- Work request: Each of the entries below needs to be given again exactly.

Point localization data
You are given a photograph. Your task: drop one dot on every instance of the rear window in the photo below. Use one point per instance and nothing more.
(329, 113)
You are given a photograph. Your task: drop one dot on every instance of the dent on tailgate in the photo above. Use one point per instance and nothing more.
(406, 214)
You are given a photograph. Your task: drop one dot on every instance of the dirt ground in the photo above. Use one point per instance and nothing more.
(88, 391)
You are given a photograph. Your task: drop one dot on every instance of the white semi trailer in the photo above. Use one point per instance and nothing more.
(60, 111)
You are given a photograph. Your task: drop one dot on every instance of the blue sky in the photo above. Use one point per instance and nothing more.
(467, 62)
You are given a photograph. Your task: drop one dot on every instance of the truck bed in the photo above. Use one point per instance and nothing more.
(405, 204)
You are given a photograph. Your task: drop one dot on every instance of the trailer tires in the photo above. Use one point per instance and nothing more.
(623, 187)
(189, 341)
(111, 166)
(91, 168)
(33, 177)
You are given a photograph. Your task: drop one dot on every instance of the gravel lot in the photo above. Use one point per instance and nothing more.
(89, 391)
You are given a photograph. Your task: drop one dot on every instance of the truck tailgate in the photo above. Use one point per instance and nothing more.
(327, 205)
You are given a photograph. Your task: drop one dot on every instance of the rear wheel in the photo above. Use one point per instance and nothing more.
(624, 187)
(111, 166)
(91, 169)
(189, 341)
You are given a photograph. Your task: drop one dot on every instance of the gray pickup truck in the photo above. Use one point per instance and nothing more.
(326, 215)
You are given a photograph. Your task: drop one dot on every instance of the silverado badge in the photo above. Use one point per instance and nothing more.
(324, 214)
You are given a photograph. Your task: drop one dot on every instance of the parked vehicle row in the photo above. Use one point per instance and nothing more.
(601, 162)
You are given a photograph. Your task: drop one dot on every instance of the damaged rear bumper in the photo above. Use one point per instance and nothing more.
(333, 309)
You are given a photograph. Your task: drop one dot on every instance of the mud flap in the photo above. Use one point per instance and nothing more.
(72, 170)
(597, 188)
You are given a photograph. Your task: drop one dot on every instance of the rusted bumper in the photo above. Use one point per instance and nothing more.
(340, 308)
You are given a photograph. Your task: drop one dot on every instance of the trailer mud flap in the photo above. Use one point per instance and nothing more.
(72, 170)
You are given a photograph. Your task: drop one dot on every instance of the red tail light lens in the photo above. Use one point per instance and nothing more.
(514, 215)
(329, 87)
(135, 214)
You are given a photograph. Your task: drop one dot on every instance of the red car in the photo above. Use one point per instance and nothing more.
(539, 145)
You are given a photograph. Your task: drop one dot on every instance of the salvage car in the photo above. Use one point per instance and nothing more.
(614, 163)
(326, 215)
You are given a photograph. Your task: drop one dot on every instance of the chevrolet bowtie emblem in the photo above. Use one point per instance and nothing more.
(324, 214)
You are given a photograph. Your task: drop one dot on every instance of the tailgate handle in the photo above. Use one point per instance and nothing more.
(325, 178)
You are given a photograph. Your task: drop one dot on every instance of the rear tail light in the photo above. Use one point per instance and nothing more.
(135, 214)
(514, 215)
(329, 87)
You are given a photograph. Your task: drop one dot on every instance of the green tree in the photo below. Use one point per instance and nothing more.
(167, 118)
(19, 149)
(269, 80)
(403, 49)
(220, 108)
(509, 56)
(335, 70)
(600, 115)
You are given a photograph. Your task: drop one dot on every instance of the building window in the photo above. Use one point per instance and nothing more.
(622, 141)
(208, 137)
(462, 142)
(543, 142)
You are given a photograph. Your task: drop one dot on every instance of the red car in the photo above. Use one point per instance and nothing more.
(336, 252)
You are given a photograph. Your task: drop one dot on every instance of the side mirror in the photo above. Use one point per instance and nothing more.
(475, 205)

- Answer to the exercise:
You are given a photograph. Your task: drop one dot on every instance of the rear window in the photo below. Use one point per instance and nothing more.
(329, 113)
You are given a photograph. Your task: drop one dot on every instance of the dent on tailgate in the photo above. Use one point per instance and nothing more.
(406, 214)
You are given a photograph. Your task: drop one dot on every instance of the dirt ground in the photo above. Use one point per instance and nothing more.
(88, 391)
You are given a photograph. Your task: drop one dot on every instance of the white semi trailer in the photo above. Use one point per instance and nothing more.
(60, 111)
You are given a photograph. Your task: drop one dot on every instance of the blue sky in the photo above. Use one point per instance and nothing more.
(467, 62)
You are given a photograph. Your task: drop one dot on every instance of the truck bed in the photo above. Use one point per instance and nothing more.
(405, 204)
You are given a photograph. Your task: drop one dot on every instance of the trailer tires in the photo above. Use one point per instance and nothing more.
(623, 187)
(189, 341)
(111, 166)
(91, 168)
(33, 177)
You are given a photograph. Your task: drop one dot on every instance of the gravel lot in the photo above. Use one point per instance and nothing more.
(89, 391)
You are given a photograph. Your task: drop one dot on every instance of the truck tailgate in the photo above. Use one point per instance and nothing more.
(327, 205)
You are given a photograph. Your task: drop one dot on every instance of the rear wheel in the photo above. Use one point per instance and nothing more.
(624, 187)
(111, 166)
(91, 169)
(189, 341)
You are given a photograph. Your task: drop one dot on every instance of the gray pickup truck in the photo above. Use one point per instance and nothing more.
(326, 215)
You are given a photograph. Your task: drop one dot on every instance of the silverado badge in the photo above. Use one point per instance and nothing more.
(324, 214)
You are given a photograph. Your task: drop one dot on every instance of the parked vehicle row in the photo above. Use one point per instance and nothing more.
(601, 162)
You are given a photograph. Your task: drop one dot on every instance of the damaged rear bumper in the photo above. Use one point per instance and nothing more.
(333, 309)
You are given a photograph. Your task: drop one dot on every instance of the mud flap in the photo above. Use one point per instance and nothing more.
(72, 170)
(597, 188)
You are given a photograph. Your task: drop one dot on every instance of the rusted bumper in the photo above. Use one point per instance and nothing more.
(340, 308)
You are given a photograph. Your task: drop one dot on every instance of the trailer mud flap in the photo above. Use one point per instance and nothing more.
(72, 170)
You are given a photograph. Your task: drop one dot on every instance of the red tail light lens in the photo above. Use one point per instance and nothing more.
(514, 215)
(329, 87)
(135, 214)
You are given a photograph. Your task: drop one dot on every instance of the red car in the photo above. Use one point per instance and nothing more.
(539, 145)
You are given a photograph. Your task: drop one dot on every instance of the salvage car in the photo above. Use one point per instance and nothing more.
(614, 163)
(326, 215)
You are given a photograph. Your task: drop one dot on every instance of the chevrolet bowtie emblem in the photo above. Use one point per instance and nothing more.
(324, 214)
You are given a photograph. Your task: drop one dot on every instance of the tailgate handle in the photo above. Use one point per instance and nothing more.
(325, 178)
You are given a photograph. Your task: drop one dot on every instance of the rear tail light in the photo above. Use one point per instance and nothing more.
(135, 214)
(514, 215)
(329, 87)
You are given a photograph. Your task: drop one dot on every instance of the green tree in the photo below. Use one point per instance and nothing more.
(167, 118)
(19, 149)
(269, 80)
(403, 49)
(220, 108)
(509, 56)
(335, 70)
(600, 115)
You are given a photograph. Your task: drop one dot on every instance of the building window in the photo above. Use one point per instance and nothing more.
(622, 141)
(208, 137)
(462, 142)
(543, 142)
You are given a photograph. Your task: drop one dot on every instance of the red car in the photo above. Use one point per instance and nothing more.
(336, 252)
You are given a photograph. Your task: drop one dot on every instance of the side mirror in the photo above. Use one point per instance and nothing more.
(475, 205)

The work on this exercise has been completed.